DOT: WWII Memorial, a beacon to the world

SURIGAO CITY –Department of Tourism (DOT) Assistant Secretary for Mindanao Myra Paz V. Abubakar said the newly-inaugurated Battle of Surigao Strait Memorial and Museum in this city will serve as a major tourist attraction, as well as a special educational experience for the young generation.

The historical landmark, perched on a ridge with a breathtaking view of Surigao Strait in Punta Bilar, Surigao City, was formally opened during last week’s 75th commemoration of “The Last Big Gun Naval Battle” in history of war.

In solemn ceremonies attended by dignitaries from the United States, Australia, Japan, and Manila officials joining hundreds of local officials and residents, renewed commitment to world peace reverberated in stark contrast to the events of October 24-25, 1944.

* _ENTRIES SHOWN_:
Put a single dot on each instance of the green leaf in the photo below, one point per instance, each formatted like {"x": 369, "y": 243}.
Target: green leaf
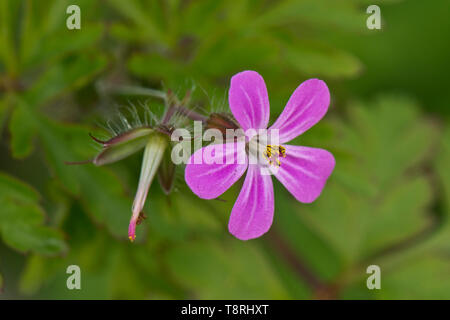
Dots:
{"x": 244, "y": 271}
{"x": 21, "y": 220}
{"x": 22, "y": 131}
{"x": 316, "y": 59}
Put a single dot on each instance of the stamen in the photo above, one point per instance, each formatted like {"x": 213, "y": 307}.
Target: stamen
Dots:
{"x": 273, "y": 153}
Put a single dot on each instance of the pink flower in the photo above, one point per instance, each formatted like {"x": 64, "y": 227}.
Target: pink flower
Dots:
{"x": 302, "y": 170}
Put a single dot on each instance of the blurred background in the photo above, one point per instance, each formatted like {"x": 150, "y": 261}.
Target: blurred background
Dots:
{"x": 386, "y": 203}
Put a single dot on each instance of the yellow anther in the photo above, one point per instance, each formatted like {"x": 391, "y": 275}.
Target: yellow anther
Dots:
{"x": 272, "y": 154}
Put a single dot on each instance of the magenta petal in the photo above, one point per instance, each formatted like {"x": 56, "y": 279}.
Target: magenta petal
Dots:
{"x": 209, "y": 180}
{"x": 252, "y": 214}
{"x": 304, "y": 171}
{"x": 306, "y": 106}
{"x": 249, "y": 101}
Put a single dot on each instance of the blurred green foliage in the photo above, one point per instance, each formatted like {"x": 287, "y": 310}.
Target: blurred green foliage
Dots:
{"x": 387, "y": 202}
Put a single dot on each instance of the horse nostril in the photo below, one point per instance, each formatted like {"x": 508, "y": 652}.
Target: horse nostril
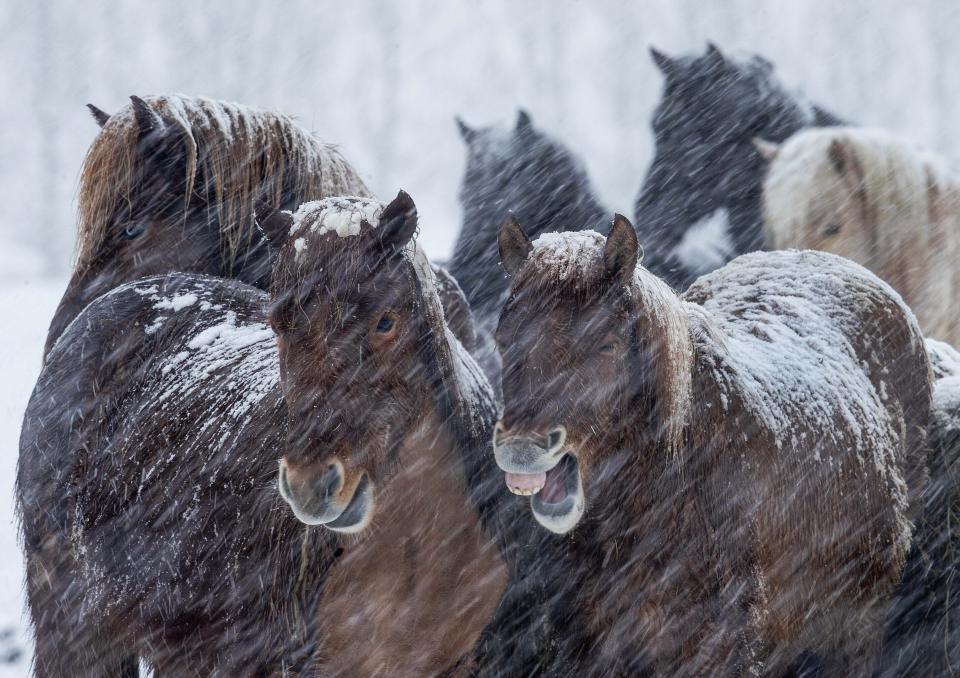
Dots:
{"x": 556, "y": 438}
{"x": 284, "y": 483}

* _QUESTIONS_:
A - Copy from the article on the Surigao memorial, starting with "In solemn ceremonies" and going on through "October 24-25, 1944.".
B - In the article on the Surigao memorial, condense the paragraph beginning "The historical landmark, perched on a ridge" into a single shorter sentence that keeps its main facts.
C - Summarize the article on the Surigao memorial in two sentences.

* _ANSWER SECTION_:
A -
In solemn ceremonies attended by dignitaries from the United States, Australia, Japan, and Manila officials joining hundreds of local officials and residents, renewed commitment to world peace reverberated in stark contrast to the events of October 24-25, 1944.

B - The landmark, on a ridge overlooking Surigao Strait in Punta Bilar, Surigao City, formally opened at last week's 75th commemoration of "The Last Big Gun Naval Battle."

C - DOT Assistant Secretary for Mindanao Myra Paz V. Abubakar said the newly inaugurated Battle of Surigao Strait Memorial and Museum in Surigao City will be a major tourist attraction and a special educational experience for the young generation. The landmark in Punta Bilar opened during the 75th commemoration of the battle, in ceremonies where dignitaries from the United States, Australia and Japan, Manila officials, and local officials and residents renewed a commitment to world peace.